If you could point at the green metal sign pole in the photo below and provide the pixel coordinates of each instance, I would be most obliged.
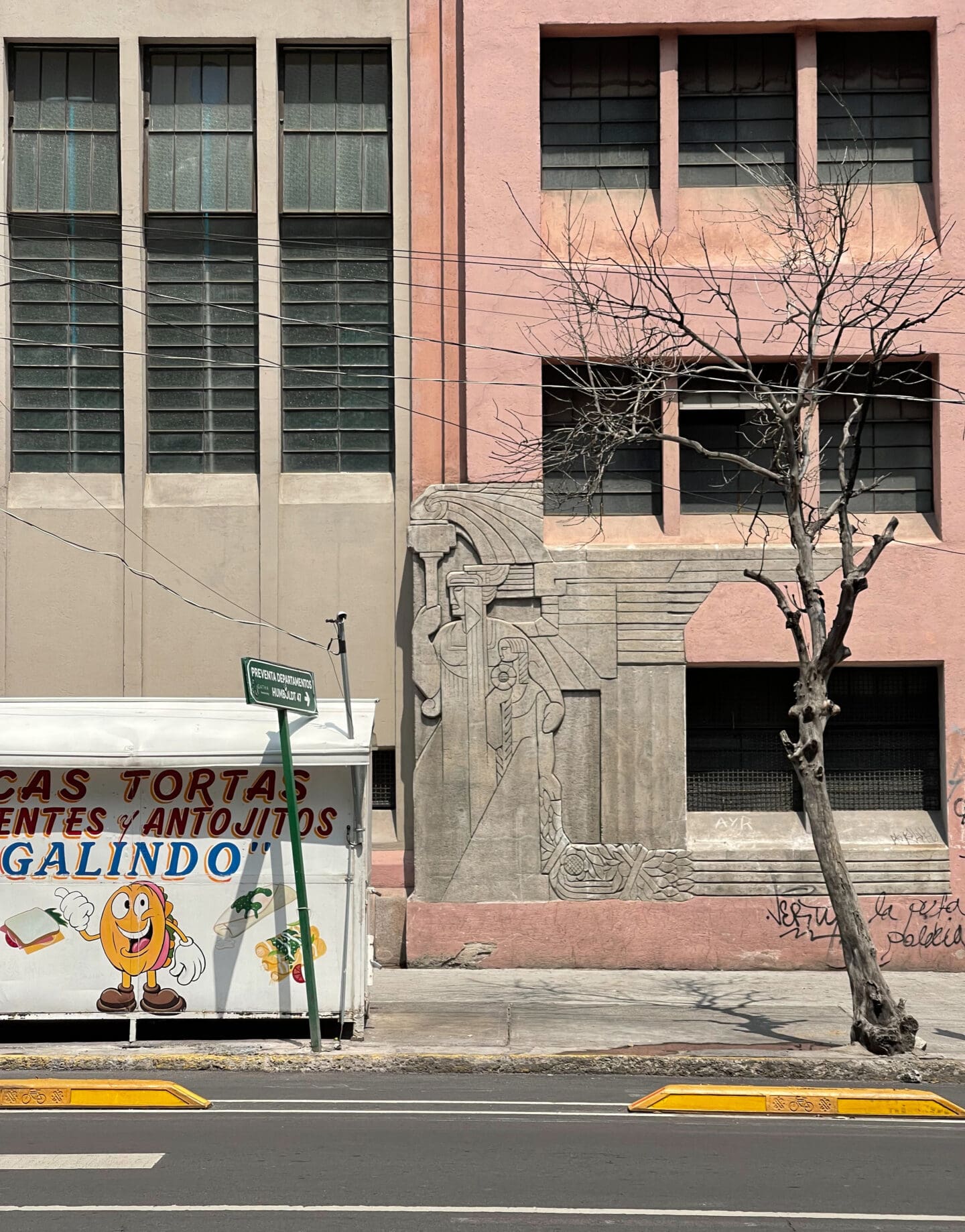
(305, 926)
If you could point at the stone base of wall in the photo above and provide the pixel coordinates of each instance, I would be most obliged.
(728, 934)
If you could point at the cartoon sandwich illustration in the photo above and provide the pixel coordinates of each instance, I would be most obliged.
(139, 936)
(32, 930)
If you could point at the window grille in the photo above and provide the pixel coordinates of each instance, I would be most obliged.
(201, 126)
(883, 751)
(725, 414)
(336, 344)
(383, 779)
(737, 114)
(202, 344)
(631, 483)
(64, 147)
(600, 104)
(895, 442)
(336, 131)
(874, 106)
(66, 306)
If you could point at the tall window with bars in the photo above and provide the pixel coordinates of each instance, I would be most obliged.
(874, 106)
(66, 260)
(336, 260)
(201, 238)
(599, 113)
(881, 752)
(737, 115)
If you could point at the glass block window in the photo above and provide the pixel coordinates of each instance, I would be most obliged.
(600, 106)
(874, 106)
(336, 129)
(633, 482)
(64, 145)
(883, 751)
(66, 304)
(737, 116)
(895, 442)
(383, 779)
(722, 413)
(201, 129)
(202, 344)
(336, 343)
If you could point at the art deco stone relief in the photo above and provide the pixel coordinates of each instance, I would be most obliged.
(550, 729)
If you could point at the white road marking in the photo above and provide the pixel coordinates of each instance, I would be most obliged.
(60, 1162)
(461, 1103)
(597, 1211)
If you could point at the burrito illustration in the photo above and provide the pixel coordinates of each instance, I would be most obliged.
(32, 930)
(252, 906)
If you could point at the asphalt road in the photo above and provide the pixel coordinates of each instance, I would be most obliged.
(285, 1154)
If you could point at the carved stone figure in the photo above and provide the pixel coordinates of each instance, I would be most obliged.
(518, 652)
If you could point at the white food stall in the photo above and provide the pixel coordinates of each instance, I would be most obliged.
(145, 863)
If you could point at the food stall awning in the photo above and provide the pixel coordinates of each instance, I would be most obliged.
(176, 732)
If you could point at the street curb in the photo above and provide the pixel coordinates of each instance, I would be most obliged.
(801, 1068)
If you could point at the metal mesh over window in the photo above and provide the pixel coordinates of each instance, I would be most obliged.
(895, 442)
(737, 117)
(336, 344)
(874, 106)
(883, 751)
(383, 779)
(202, 344)
(64, 145)
(726, 414)
(201, 121)
(600, 104)
(336, 131)
(66, 304)
(633, 481)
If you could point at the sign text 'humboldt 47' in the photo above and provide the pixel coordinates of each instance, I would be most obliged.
(273, 684)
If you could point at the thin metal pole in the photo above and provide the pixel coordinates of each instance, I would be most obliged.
(305, 924)
(355, 835)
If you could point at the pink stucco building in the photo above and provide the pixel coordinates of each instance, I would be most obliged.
(602, 818)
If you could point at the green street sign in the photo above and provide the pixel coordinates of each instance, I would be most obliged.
(273, 684)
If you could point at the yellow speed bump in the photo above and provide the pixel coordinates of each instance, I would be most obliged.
(796, 1101)
(19, 1095)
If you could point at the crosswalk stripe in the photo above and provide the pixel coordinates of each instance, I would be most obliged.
(62, 1162)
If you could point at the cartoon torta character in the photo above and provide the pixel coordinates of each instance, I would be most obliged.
(139, 936)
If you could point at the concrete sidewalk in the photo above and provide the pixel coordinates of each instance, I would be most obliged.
(765, 1023)
(649, 1011)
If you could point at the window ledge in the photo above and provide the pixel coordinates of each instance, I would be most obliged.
(60, 491)
(192, 491)
(343, 488)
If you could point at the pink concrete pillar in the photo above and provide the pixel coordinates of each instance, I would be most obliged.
(671, 467)
(669, 139)
(806, 106)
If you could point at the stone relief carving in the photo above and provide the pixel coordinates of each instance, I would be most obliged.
(503, 631)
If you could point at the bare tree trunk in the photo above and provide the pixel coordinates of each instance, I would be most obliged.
(879, 1023)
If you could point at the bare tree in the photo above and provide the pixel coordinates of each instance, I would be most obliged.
(809, 280)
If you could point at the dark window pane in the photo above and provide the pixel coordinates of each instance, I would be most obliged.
(336, 379)
(599, 113)
(874, 107)
(895, 442)
(67, 344)
(202, 357)
(631, 483)
(727, 414)
(64, 153)
(336, 133)
(736, 109)
(881, 752)
(201, 121)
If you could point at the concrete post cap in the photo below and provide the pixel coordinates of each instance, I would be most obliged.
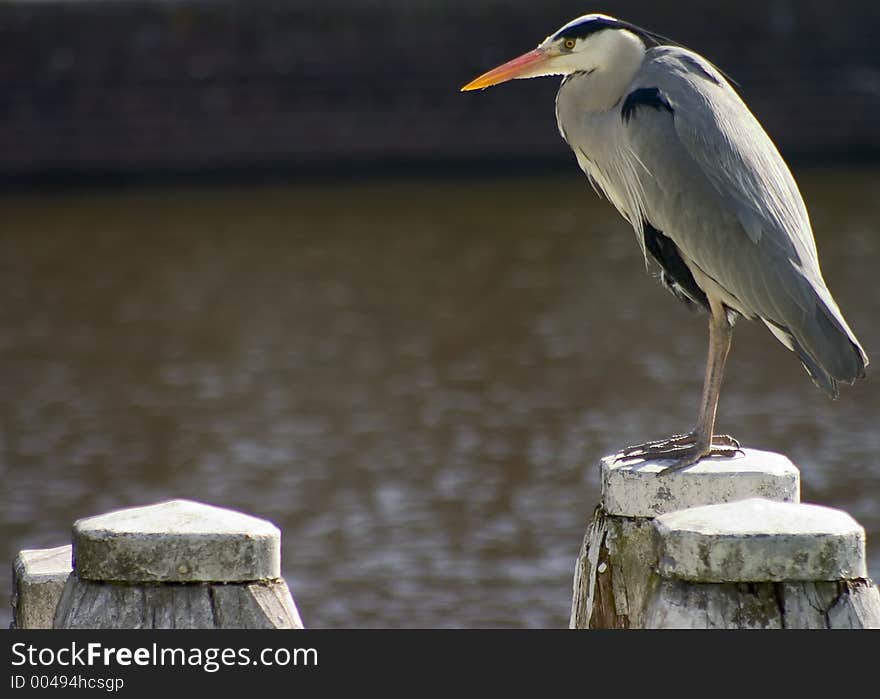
(176, 541)
(635, 487)
(758, 540)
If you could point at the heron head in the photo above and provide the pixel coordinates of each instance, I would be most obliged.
(583, 45)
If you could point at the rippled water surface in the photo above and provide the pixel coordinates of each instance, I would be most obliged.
(414, 379)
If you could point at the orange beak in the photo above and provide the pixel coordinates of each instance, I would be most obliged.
(520, 67)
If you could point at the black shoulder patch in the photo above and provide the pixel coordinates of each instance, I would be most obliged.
(644, 97)
(674, 273)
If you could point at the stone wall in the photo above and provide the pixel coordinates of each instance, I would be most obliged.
(132, 86)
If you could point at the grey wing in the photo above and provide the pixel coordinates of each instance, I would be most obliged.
(713, 182)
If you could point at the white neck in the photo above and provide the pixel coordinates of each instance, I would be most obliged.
(621, 54)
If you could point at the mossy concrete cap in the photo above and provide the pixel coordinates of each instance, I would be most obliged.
(176, 541)
(636, 488)
(759, 540)
(39, 576)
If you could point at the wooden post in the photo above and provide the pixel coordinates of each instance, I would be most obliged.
(177, 564)
(38, 577)
(615, 571)
(757, 564)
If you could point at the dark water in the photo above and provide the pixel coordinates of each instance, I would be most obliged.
(415, 380)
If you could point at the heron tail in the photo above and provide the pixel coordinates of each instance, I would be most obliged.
(827, 347)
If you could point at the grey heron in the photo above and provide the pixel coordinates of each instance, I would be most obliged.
(661, 133)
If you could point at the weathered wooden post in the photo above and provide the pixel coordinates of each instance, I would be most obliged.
(38, 577)
(758, 564)
(614, 573)
(177, 564)
(724, 544)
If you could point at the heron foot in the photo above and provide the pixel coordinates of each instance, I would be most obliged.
(661, 448)
(682, 457)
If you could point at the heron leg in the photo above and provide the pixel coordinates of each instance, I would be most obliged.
(687, 449)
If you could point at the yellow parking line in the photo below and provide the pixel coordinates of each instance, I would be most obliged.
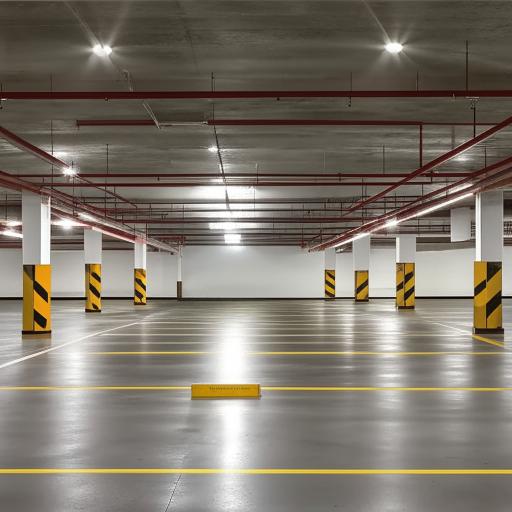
(489, 341)
(255, 471)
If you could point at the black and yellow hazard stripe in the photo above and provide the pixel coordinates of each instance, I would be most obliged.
(37, 299)
(139, 298)
(487, 309)
(93, 287)
(330, 284)
(405, 295)
(361, 286)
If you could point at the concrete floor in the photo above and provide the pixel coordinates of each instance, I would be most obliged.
(338, 429)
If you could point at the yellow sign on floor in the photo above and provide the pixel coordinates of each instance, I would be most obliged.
(206, 391)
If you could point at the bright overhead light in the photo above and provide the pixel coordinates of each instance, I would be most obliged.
(86, 216)
(10, 232)
(68, 171)
(394, 47)
(66, 223)
(232, 238)
(102, 50)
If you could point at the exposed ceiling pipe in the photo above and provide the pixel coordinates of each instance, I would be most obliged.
(491, 173)
(26, 146)
(434, 163)
(272, 122)
(234, 95)
(229, 183)
(251, 175)
(69, 206)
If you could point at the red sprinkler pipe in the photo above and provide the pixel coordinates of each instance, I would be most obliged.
(236, 95)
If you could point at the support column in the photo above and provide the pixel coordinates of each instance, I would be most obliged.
(139, 297)
(487, 309)
(330, 274)
(405, 271)
(35, 211)
(361, 259)
(92, 257)
(179, 283)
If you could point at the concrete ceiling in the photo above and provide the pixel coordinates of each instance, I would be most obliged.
(252, 46)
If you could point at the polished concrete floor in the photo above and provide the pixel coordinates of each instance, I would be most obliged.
(363, 393)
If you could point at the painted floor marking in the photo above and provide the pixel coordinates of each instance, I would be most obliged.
(294, 353)
(339, 389)
(257, 471)
(62, 345)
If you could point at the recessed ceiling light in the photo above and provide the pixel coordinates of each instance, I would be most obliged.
(10, 232)
(102, 50)
(232, 238)
(394, 47)
(68, 171)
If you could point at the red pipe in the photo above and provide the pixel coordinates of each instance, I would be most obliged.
(160, 184)
(232, 95)
(279, 122)
(251, 175)
(502, 167)
(435, 163)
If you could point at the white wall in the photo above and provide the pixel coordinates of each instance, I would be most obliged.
(223, 271)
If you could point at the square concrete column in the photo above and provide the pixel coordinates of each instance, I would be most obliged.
(179, 282)
(405, 271)
(35, 212)
(92, 257)
(460, 224)
(140, 278)
(487, 313)
(361, 261)
(330, 273)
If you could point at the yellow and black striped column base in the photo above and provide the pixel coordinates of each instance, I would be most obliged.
(93, 288)
(405, 295)
(139, 297)
(37, 299)
(330, 284)
(487, 309)
(361, 293)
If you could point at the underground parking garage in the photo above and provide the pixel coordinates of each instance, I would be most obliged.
(255, 256)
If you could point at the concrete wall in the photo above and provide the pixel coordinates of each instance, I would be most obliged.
(224, 271)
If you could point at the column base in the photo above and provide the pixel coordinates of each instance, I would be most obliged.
(496, 330)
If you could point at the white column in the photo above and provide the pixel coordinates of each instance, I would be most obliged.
(361, 253)
(489, 226)
(179, 255)
(330, 259)
(139, 252)
(35, 214)
(92, 245)
(406, 249)
(460, 224)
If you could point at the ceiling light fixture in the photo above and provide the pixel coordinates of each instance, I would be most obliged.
(10, 232)
(102, 50)
(68, 171)
(394, 47)
(232, 238)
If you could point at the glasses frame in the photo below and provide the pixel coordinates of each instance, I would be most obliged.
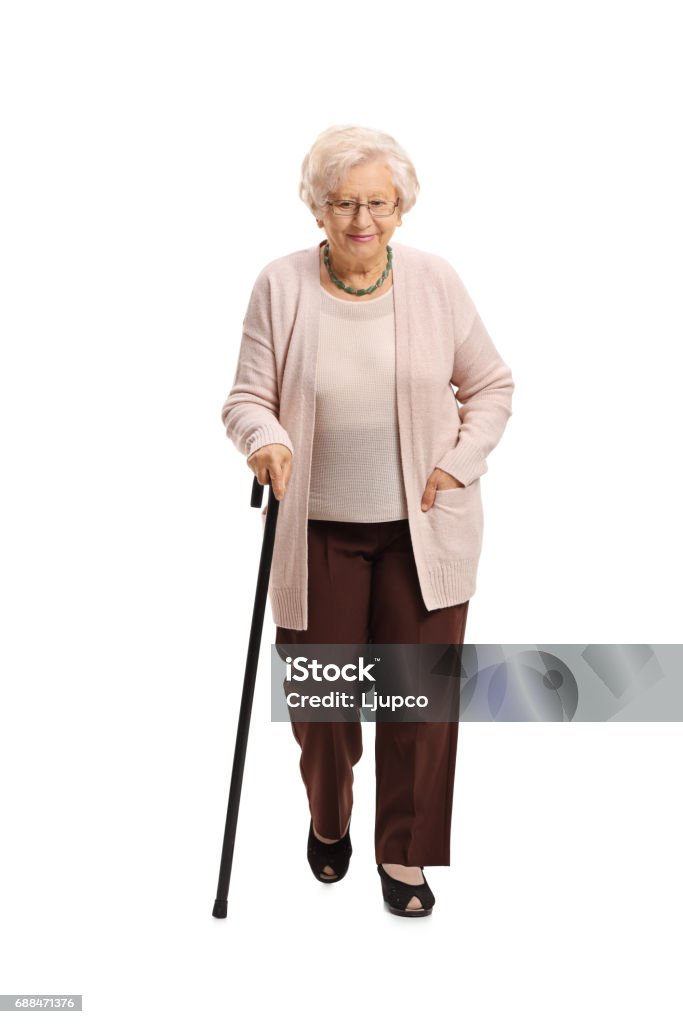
(352, 213)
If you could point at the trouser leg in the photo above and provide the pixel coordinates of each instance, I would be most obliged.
(415, 761)
(339, 586)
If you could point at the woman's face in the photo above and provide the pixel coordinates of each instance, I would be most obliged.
(370, 180)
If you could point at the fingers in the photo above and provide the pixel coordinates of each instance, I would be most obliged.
(272, 465)
(428, 496)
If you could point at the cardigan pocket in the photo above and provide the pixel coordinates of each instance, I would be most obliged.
(456, 522)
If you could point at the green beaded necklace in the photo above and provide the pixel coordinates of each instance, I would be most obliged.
(356, 291)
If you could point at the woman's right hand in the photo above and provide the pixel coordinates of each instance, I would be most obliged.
(272, 464)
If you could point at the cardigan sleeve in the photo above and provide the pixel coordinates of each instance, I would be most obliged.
(483, 387)
(252, 407)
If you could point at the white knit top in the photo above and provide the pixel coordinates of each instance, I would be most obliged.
(355, 470)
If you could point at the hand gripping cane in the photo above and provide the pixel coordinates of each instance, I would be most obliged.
(220, 904)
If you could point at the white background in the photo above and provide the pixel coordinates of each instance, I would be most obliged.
(150, 170)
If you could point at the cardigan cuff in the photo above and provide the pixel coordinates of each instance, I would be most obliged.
(465, 462)
(270, 433)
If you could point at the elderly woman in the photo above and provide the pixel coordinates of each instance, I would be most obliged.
(343, 402)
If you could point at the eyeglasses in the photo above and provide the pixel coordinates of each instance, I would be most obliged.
(349, 208)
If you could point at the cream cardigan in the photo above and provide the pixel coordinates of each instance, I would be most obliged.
(440, 341)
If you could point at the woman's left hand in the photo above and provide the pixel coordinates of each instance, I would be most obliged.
(439, 480)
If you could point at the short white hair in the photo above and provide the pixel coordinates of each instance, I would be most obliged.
(339, 148)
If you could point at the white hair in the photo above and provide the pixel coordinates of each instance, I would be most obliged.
(339, 148)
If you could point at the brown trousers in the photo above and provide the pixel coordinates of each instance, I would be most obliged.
(364, 588)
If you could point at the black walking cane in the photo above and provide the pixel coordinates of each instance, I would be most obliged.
(220, 904)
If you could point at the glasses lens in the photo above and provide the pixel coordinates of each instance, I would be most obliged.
(347, 208)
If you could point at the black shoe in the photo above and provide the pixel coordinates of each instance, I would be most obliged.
(334, 855)
(398, 894)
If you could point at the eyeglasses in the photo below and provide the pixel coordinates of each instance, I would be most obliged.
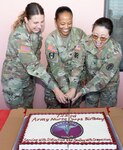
(102, 39)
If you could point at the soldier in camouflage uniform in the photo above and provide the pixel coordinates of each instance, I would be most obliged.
(22, 63)
(102, 62)
(65, 56)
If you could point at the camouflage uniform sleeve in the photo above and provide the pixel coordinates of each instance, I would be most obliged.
(105, 74)
(77, 64)
(55, 65)
(31, 63)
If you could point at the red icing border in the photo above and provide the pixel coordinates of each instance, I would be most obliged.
(106, 120)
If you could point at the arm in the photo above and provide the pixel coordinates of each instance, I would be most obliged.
(105, 74)
(31, 64)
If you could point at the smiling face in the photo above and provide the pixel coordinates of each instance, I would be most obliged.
(100, 36)
(64, 23)
(36, 23)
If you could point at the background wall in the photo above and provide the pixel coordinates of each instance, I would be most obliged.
(85, 13)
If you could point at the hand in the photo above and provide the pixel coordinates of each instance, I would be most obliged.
(71, 93)
(60, 96)
(76, 97)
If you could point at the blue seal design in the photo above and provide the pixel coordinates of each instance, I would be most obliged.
(66, 129)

========

WHAT THE EXERCISE ASKS:
Every line from the one containing "If you could point at the soldier" through the last line of the entries must be written out verbatim, and no other line.

TASK RESULT:
If you could point at the soldier in camouflage uniform in the photo above and provide the pixel coordinates of each instance, I would be most obliged.
(22, 63)
(102, 62)
(65, 56)
If you could point at the camouflage uniform sleeve in the photo above and provide the pixel coordinates of each instance, I would be most obliged.
(105, 74)
(77, 64)
(55, 65)
(31, 63)
If you could point at the red icing border in the photo above and provide the pixel coordinates of each instance, I would be most obliged.
(106, 120)
If you could point at the arm in the photo above and provide the pixel coordinates of each instance, I would be most obliged.
(105, 74)
(31, 64)
If you could point at the smiling face in the photo above and provide the pixel coordinates of each instance, I would be most obliged.
(100, 36)
(64, 23)
(36, 23)
If you could point at the background wall in the photo above and provide the pixel coordinates of each instance, I would be most obliged.
(85, 13)
If you could point at the hand in the photo above and provide the pixel coordinates of each instance, I would be most obliged.
(71, 93)
(60, 96)
(76, 97)
If you could point at the blue seal design in the photo above and provide the pixel coordinates of each instance, I would be most obliged.
(66, 129)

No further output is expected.